(Photo-based referring expression data)
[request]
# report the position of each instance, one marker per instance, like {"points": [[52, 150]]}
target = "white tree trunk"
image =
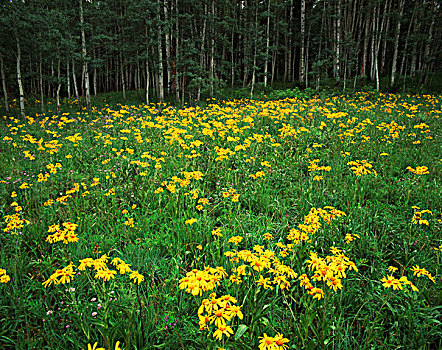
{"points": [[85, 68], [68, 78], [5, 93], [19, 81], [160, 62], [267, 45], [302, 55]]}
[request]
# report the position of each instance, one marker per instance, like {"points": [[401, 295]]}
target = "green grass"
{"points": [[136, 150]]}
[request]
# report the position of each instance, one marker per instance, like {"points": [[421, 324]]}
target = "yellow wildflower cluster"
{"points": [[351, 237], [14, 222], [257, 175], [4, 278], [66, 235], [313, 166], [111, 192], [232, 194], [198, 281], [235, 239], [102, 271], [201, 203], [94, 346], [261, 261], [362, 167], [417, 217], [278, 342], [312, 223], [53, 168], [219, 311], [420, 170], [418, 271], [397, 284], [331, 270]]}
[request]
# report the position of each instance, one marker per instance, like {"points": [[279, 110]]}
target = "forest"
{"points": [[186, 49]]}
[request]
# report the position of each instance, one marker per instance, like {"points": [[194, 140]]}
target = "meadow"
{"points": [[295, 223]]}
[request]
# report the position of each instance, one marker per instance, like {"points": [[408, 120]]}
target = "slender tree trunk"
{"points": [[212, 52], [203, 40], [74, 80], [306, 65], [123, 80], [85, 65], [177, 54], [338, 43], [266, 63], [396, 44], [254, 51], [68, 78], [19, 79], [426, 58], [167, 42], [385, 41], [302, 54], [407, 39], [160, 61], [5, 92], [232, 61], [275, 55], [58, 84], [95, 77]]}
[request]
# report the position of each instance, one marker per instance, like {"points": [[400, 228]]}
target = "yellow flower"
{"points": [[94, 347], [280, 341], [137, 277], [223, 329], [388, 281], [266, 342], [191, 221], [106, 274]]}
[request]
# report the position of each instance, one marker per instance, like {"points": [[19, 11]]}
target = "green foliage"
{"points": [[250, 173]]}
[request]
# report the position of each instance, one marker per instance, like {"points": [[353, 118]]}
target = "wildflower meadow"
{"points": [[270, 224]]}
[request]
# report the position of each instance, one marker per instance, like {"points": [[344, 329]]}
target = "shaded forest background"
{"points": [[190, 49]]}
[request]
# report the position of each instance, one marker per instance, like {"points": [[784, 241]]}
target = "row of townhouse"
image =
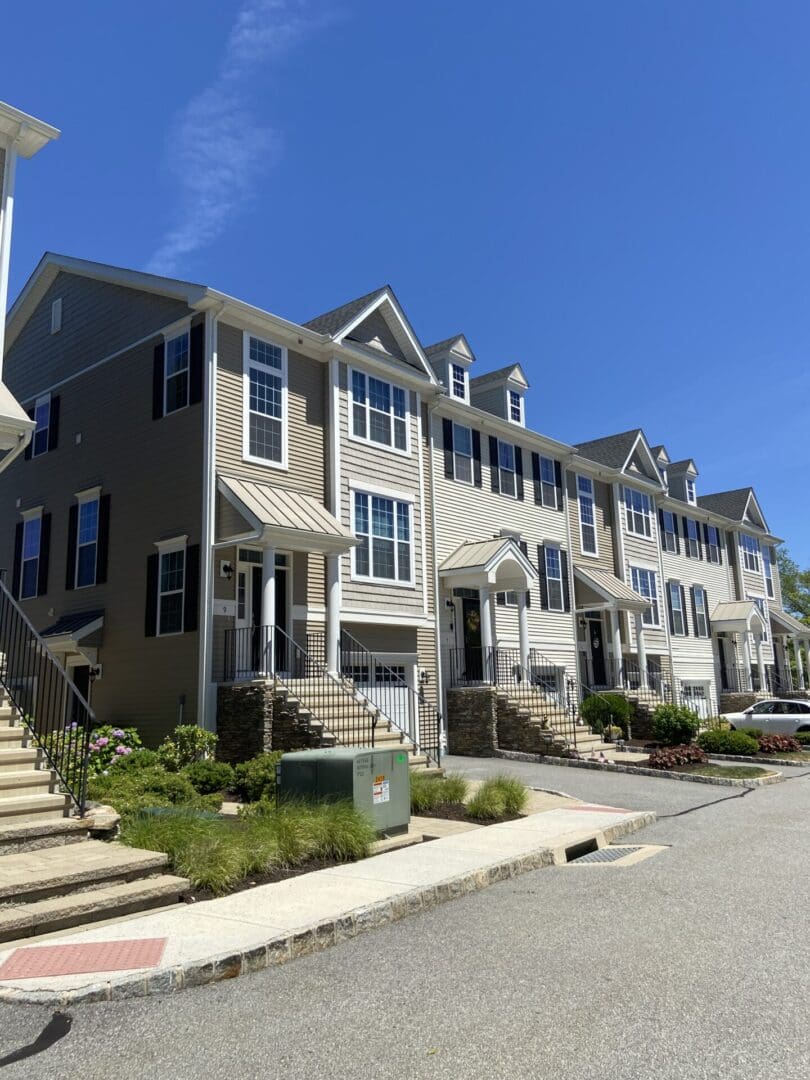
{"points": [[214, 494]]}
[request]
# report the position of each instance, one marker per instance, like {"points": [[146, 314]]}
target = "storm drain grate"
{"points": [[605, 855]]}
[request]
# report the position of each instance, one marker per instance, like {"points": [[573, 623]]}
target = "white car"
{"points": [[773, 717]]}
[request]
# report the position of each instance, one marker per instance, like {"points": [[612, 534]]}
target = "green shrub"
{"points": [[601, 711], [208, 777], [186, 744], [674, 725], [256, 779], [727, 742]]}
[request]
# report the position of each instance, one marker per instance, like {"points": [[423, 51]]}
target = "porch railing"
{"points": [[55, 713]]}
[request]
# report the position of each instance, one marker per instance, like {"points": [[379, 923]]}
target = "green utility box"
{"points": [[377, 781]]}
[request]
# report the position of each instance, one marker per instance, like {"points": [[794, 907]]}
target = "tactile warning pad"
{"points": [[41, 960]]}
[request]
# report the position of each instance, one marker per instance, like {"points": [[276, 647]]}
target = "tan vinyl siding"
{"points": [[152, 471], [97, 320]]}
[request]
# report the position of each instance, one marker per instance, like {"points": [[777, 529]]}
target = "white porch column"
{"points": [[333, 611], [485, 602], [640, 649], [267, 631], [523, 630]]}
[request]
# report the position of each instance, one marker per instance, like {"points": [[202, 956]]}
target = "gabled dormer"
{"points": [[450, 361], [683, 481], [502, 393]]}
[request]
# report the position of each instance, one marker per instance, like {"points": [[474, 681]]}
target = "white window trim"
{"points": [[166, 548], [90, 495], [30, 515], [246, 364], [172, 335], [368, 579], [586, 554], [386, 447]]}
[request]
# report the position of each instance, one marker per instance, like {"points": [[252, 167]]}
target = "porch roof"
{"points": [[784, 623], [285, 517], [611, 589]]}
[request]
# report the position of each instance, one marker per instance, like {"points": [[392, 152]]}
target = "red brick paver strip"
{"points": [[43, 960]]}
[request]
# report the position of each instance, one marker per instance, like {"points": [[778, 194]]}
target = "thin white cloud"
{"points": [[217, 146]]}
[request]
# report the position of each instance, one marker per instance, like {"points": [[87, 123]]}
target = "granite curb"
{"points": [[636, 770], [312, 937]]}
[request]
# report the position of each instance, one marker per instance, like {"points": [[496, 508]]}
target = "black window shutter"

Requirement: Each entry shown above must be quoted exactly, with its pictures left out.

Result of the task:
[request]
# report the position of each instance, one marker per instance, like {"points": [[52, 150]]}
target = "white tree trunk"
image =
{"points": [[85, 68], [68, 78], [5, 93], [19, 81], [160, 62], [267, 45], [302, 55]]}
[request]
# report the position of each instance, one marker per instance, like {"points": [[401, 295]]}
target = "green grass"
{"points": [[136, 150]]}
[request]
# report the position of each instance, one marker per instance, like {"points": [[421, 324]]}
target = "yellow wildflower cluster"
{"points": [[351, 237], [14, 222], [257, 175], [4, 278], [66, 235], [313, 166], [111, 192], [232, 194], [198, 281], [235, 239], [102, 271], [201, 203], [94, 346], [261, 261], [362, 167], [417, 217], [278, 342], [312, 223], [53, 168], [219, 311], [420, 170], [418, 271], [397, 284], [331, 270]]}
[request]
# report the position of each instance, one marker per instance, like {"points": [[279, 110]]}
target = "forest"
{"points": [[186, 49]]}
[request]
# report the position of each instance, one marker per instance, like {"points": [[194, 140]]}
target = "meadow"
{"points": [[295, 223]]}
[request]
# report the position of each instance, one marker per instance, like {"points": [[408, 120]]}
target = "slender tree trunk"
{"points": [[212, 52], [203, 40], [74, 80], [306, 65], [123, 80], [85, 65], [177, 54], [338, 43], [266, 63], [396, 44], [254, 51], [68, 78], [19, 79], [426, 58], [167, 42], [385, 41], [302, 54], [407, 39], [160, 61], [5, 92], [232, 61], [275, 55], [58, 84], [95, 77]]}
[request]
# report the position of each instance, one marker per instance, like {"points": [[400, 228]]}
target = "yellow flower"
{"points": [[94, 347], [280, 341], [137, 277], [223, 329], [388, 281], [266, 342], [191, 221], [106, 274]]}
[request]
# report the position of each instance, one marker per instance, like {"points": [[19, 11]]}
target = "green foliage"
{"points": [[250, 173]]}
[request]
# report the position of each instance, one marker per instance, like {"points": [[353, 118]]}
target = "wildflower meadow"
{"points": [[270, 224]]}
[request]
# report the position of each instance, one marker per instance, like {"points": [[344, 329]]}
target = "shaded forest background"
{"points": [[190, 49]]}
[request]
# report the position of each instance, one marker per instance, like {"points": [[784, 241]]}
target = "row of townhouse"
image =
{"points": [[214, 494]]}
[request]
# report the position of each instance, one marker per instance, like {"points": [[146, 314]]}
target = "storm drain grate"
{"points": [[605, 855]]}
[request]
# report the position of each instance, one marker per instance, like {"points": [[573, 623]]}
target = "white car"
{"points": [[773, 717]]}
[request]
# report the position of each instance, one marker per instance, like {"points": [[612, 534]]}
target = "green shrub"
{"points": [[601, 711], [208, 777], [186, 744], [674, 725], [256, 779], [727, 742]]}
[request]
# report the position of each instance, one marker per instance, like {"points": [[423, 51]]}
target = "porch railing"
{"points": [[55, 713]]}
[request]
# report the position of each instance, one marker per instance, like {"points": [[379, 923]]}
target = "green utility box"
{"points": [[377, 781]]}
[request]
# report the position of each instance, one marker per instance, like {"points": [[794, 907]]}
target = "tactile warning pad"
{"points": [[41, 960]]}
[request]
# report the position of each instance, one marker per instance, like {"points": [[276, 647]]}
target = "tan vinyl siding"
{"points": [[152, 471], [97, 320]]}
[request]
# report the position of each instance, one marker per instance, like {"points": [[777, 529]]}
target = "white porch column"
{"points": [[333, 611], [485, 602], [640, 649], [267, 631], [523, 630]]}
[request]
# report the position of each instance, one marker per instance, like {"points": [[202, 956]]}
target = "gabled dormer"
{"points": [[450, 361], [683, 481], [502, 393]]}
[request]
# report the position of each instance, one marker per instance, like {"points": [[474, 681]]}
target = "white window trim"
{"points": [[166, 548], [90, 495], [30, 515], [246, 364], [172, 335], [368, 579], [586, 554], [386, 447]]}
[request]
# report the position of each instance, one marker per instance, like {"points": [[252, 167]]}
target = "porch roof"
{"points": [[784, 623], [285, 517], [611, 589]]}
[request]
# report the position of each instance, one marker per instance, like {"points": [[392, 152]]}
target = "red brick paver strip"
{"points": [[43, 960]]}
[request]
# report the position of each instance, one marker per instance, like {"points": [[778, 194]]}
target = "thin white cloud"
{"points": [[217, 146]]}
[request]
# report the position of each instance, one marker per instance, like {"points": [[87, 123]]}
target = "granite curb"
{"points": [[636, 770], [312, 937]]}
[request]
# report the position of each instance, one marker per instance, like {"points": [[496, 508]]}
target = "black window shutter"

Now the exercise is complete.